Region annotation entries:
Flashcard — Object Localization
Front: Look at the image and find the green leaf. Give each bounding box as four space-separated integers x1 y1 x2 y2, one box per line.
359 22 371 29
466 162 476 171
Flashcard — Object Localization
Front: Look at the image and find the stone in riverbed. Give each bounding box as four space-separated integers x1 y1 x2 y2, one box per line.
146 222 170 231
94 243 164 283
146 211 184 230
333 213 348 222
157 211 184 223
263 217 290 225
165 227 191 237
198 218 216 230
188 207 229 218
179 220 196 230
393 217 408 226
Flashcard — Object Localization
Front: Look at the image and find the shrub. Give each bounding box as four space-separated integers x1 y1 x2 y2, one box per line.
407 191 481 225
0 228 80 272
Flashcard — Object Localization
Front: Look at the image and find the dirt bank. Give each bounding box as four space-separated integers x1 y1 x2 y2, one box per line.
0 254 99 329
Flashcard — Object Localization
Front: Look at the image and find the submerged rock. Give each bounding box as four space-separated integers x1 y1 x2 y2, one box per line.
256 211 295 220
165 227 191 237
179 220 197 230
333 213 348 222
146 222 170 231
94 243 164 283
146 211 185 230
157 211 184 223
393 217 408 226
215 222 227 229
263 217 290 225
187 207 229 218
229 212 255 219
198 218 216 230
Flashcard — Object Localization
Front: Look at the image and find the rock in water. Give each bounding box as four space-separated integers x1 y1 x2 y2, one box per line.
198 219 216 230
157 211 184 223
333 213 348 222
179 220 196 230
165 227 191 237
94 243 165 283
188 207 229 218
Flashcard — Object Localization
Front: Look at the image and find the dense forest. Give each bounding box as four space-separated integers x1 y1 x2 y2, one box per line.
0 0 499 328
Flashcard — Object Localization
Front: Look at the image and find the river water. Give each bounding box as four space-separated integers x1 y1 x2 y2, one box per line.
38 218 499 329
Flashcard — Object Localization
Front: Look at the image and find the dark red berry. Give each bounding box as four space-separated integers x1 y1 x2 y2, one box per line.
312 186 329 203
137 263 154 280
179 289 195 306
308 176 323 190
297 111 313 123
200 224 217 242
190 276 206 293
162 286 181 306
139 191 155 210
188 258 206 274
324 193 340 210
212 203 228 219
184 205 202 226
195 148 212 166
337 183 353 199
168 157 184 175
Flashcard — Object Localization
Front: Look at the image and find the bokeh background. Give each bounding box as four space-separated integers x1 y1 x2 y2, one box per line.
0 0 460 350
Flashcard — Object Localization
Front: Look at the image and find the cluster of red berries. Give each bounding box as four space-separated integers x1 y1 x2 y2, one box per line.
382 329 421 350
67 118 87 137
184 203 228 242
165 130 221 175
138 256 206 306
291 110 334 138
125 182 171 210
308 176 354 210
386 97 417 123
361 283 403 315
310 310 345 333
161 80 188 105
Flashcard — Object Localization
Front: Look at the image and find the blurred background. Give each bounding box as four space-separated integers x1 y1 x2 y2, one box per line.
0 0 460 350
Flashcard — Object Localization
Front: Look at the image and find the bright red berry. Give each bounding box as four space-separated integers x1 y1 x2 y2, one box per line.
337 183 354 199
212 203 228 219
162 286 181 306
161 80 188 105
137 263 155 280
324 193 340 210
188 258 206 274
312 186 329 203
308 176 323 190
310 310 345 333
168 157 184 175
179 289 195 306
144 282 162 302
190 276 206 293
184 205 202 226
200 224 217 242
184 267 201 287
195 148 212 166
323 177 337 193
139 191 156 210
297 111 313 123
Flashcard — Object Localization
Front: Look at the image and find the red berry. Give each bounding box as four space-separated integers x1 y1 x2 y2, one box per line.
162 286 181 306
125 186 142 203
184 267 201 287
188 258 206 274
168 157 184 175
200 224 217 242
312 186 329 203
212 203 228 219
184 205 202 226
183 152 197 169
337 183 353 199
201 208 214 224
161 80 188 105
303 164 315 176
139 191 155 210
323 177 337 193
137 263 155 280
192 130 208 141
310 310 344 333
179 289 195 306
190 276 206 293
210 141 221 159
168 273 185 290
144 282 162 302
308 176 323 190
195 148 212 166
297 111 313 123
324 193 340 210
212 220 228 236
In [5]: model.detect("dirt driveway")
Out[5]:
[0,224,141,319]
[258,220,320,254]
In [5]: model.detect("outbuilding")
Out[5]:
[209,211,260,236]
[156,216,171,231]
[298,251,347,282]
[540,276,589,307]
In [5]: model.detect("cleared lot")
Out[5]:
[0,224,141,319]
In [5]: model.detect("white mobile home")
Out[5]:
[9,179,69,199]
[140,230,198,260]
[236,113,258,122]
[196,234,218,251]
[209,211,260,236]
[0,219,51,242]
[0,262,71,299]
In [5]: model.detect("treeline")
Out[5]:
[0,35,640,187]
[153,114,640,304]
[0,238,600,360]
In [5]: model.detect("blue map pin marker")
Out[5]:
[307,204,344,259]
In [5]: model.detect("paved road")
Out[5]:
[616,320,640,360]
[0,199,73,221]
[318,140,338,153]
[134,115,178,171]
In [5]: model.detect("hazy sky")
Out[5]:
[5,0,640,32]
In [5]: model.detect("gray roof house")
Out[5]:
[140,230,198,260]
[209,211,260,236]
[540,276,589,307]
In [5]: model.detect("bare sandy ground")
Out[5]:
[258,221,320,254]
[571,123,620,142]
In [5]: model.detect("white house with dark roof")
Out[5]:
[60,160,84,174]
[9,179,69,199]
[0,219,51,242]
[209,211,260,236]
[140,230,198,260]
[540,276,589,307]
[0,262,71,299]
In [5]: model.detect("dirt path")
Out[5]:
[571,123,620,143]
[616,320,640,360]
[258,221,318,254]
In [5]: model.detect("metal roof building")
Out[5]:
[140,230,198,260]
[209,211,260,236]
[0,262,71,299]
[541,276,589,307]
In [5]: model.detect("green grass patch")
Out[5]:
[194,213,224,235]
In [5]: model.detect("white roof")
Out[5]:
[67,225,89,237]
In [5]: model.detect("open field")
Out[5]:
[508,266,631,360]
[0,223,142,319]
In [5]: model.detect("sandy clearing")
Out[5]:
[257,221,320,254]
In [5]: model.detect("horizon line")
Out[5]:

WORK TO BE COMPLETED:
Copy these entries line for line, without any changes.

TASK OUTPUT:
Flashcard — Object Localization
Front: Look at the image and find the green leaf. Give each bounding box as four space-separated integers x1 y1 x2 y2, one box per line.
359 22 371 29
466 162 476 171
Flashcard — Object Localization
Front: Look at the image and find the stone in riverbed. Give each bounding box as four space-separated integers x1 y1 x2 y2, one box per line.
146 222 170 231
94 243 164 283
146 211 184 230
333 213 348 222
157 211 184 223
263 217 290 225
165 227 191 237
198 218 216 230
188 207 229 218
179 220 196 230
393 217 408 226
Flashcard — Object Localization
Front: Look at the image and find the shrub. Give each bounding box as four space-separated integers x1 y1 x2 y2, one box per line.
407 191 481 225
0 228 80 272
Flashcard — Object Localization
Front: Look at the image and find the dirt bank. Give each bounding box as four space-separated integers x1 y1 x2 y2, one box per line.
0 254 99 329
Flashcard — Object Localization
Front: Look at the image and find the submerged rock. Give each bounding box as four space-separated integers x1 y1 x2 y2, one box per line.
256 211 295 220
165 227 191 237
179 220 197 230
333 213 348 222
146 222 170 231
94 243 164 283
146 211 185 230
157 211 184 223
393 217 408 226
215 222 227 229
263 217 290 225
187 207 229 218
229 212 255 219
198 218 216 230
Flashcard — Object Localization
Front: Look at the image and find the rock in water. Give each bounding box as four space-separated integers x1 y1 x2 y2, one box per line.
198 219 216 230
157 211 184 223
333 213 348 222
179 220 196 230
165 227 191 237
94 243 165 283
188 207 229 218
Flashcard — Object Localization
Front: Look at the image and find the dense forest. Give each bounding box as four space-separated integers x1 y1 x2 y2, one box per line.
0 0 499 328
Flashcard — Object Localization
Front: Look at the image and find the river water. Give each bounding box as four space-separated integers x1 y1 x2 y2, one box per line.
38 218 499 329
Flashcard — Object Localization
Front: Look at the image and find the dark red berry. Give each bounding box as four space-separated integers x1 y1 x2 y2, one box per line.
312 186 329 203
137 263 154 280
179 289 195 306
308 176 323 190
297 111 313 123
200 224 217 242
190 276 206 293
162 286 181 306
139 191 155 210
188 258 206 274
324 193 340 210
212 203 228 219
184 205 202 226
195 148 212 166
337 183 353 199
168 157 184 175
Flashcard — Object Localization
Front: Look at the image and find the bokeh background. Give each bounding box as four space-separated integers x1 y1 x2 y2, one box per line.
0 0 460 350
Flashcard — Object Localization
Front: Look at the image and find the cluster of red berries. Give each bounding box as four space-separated integers x1 y1 x2 y2, one box per line.
382 329 421 350
67 118 87 137
184 203 228 242
165 130 221 175
138 256 206 306
291 110 334 138
125 182 171 210
308 176 354 210
386 97 417 123
361 283 403 315
310 310 345 333
161 80 188 105
Flashcard — Object Localization
Front: Look at the image and find the blurred background. Give each bounding box as four space-separated integers x1 y1 x2 y2, one box per line.
0 0 460 350
Flashcard — Object Localization
Front: Look at the image and find the bright red berry. Give each bounding box as four space-separated integers x1 y1 x2 y2, one box per line.
337 183 354 199
212 203 228 219
162 286 181 306
161 80 188 105
137 263 155 280
324 193 340 210
188 258 206 274
312 186 329 203
308 176 323 190
310 310 345 333
168 157 184 175
179 289 195 306
144 282 162 302
190 276 206 293
184 205 202 226
200 224 217 242
184 267 201 287
195 148 212 166
323 177 337 193
139 191 156 210
297 111 313 123
Flashcard — Object Localization
Front: Look at the image and find the red berry. Give each bounding box as four space-separated integers x1 y1 x2 y2, one box per line.
162 286 181 306
125 186 142 203
184 267 201 287
188 258 206 274
168 157 184 175
200 224 217 242
312 186 329 203
212 203 228 219
184 205 202 226
183 152 197 169
337 183 353 199
201 208 214 224
161 80 188 105
303 164 315 176
139 191 155 210
323 177 337 193
137 263 155 280
192 130 208 141
310 310 344 333
179 289 195 306
190 276 206 293
210 141 221 159
168 273 185 290
144 282 162 302
308 176 323 190
195 148 212 166
297 111 313 123
324 193 340 210
212 220 228 236
In [5]: model.detect("dirt driveway")
Out[5]:
[0,224,141,319]
[258,220,320,254]
In [5]: model.detect("outbuilding")
Out[5]:
[209,211,260,236]
[156,216,171,231]
[298,251,347,282]
[540,276,589,307]
In [5]: model.detect("cleared lot")
Out[5]:
[0,224,141,319]
In [5]: model.detect("white mobile home")
Out[5]:
[9,179,69,199]
[140,230,198,260]
[236,113,258,122]
[196,234,218,251]
[209,211,260,236]
[0,219,51,242]
[0,262,71,299]
In [5]: model.detect("treeline")
Out[5]:
[0,35,640,187]
[153,114,640,304]
[0,238,600,360]
In [5]: model.detect("blue map pin marker")
Out[5]:
[307,204,344,259]
In [5]: model.detect("paved road")
Out[5]:
[616,320,640,360]
[0,199,73,221]
[318,140,338,153]
[134,115,178,171]
In [5]: model.detect("hazy sky")
Out[5]:
[5,0,640,32]
In [5]: model.detect("gray roof house")
Out[5]:
[140,230,198,260]
[209,211,260,236]
[540,276,589,307]
In [5]: model.detect("bare sandy ground")
Out[5]:
[258,221,320,254]
[571,123,620,142]
In [5]: model.detect("white house with dark roof")
Out[5]:
[60,160,84,174]
[9,179,69,199]
[0,219,51,242]
[209,211,260,236]
[140,230,198,260]
[540,276,589,307]
[0,262,71,299]
In [5]: model.detect("dirt path")
Out[5]:
[571,123,620,143]
[616,320,640,360]
[258,221,318,254]
In [5]: model.detect("metal roof building")
Out[5]:
[140,230,198,260]
[209,211,260,236]
[0,262,71,299]
[541,276,589,307]
In [5]: model.detect("green grass patch")
Out[5]:
[194,213,224,235]
In [5]: model.detect("white roof")
Out[5]:
[67,225,89,237]
In [5]: model.detect("open field")
Out[5]:
[508,266,631,360]
[0,223,142,319]
In [5]: model.detect("sandy clearing")
Out[5]:
[257,221,320,254]
In [5]: model.detect("horizon line")
Out[5]:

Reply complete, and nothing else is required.